The idea that JIT compilation was retroactively bolted onto the Java ecosystem is absurd. Perhaps more than any other technology, Java brought JIT compilation into the mainstream, starting more than 20 years ago.
Parent: what's wrong with the JVM as a multithreaded-JIT?
The original design of the JVM was for embedded systems, not for running server applications with heaps in the 10s of GB of memory.
The threading model, which allows for near arbitrary sharing of memory, is still a significant source of complexity for both the JIT and the GC and has changed multiple times since the JVM's inception.
Modern JVM implementations have little to do with the original design, but still have to deal with design decisions made 20 years ago for completely different architectures and with only limited foresight.
The way Java works is there's a language spec and a VM spec and then organizations are free to implement them as they see fit. So JVM design is referring to what's in the spec.
What's wrong with Sun's implementation? Well, they did the best they could, given that there's no design / spec to work from (for the JIT). The memory model was completely replaced in the spec in ~2005 (to work better on multi-core CPUs and stuff), and the threading model was changed in the spec sometime in the 90s (from green threads to native threads).
For some applications those still are a problem, yes, but others would be happy if those were the only ones they'd experience.
By default D uses a GC for classes (allocated on the heap, Java-style). You can disable/avoid the GC with some additional effort and the language tries to help. For example, there is a @nogc annotation, which emits an error for anything which could trigger the GC, although it does not prevent a stop-the-world event from another thread.

● **Given request**
According to the JVM forum thread, what change did the spec make to the threading model in the 1990s?

● **Source material**
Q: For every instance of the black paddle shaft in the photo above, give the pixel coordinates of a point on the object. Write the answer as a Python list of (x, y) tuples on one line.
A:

● **Solved exercise**
It switched from green threads to native threads.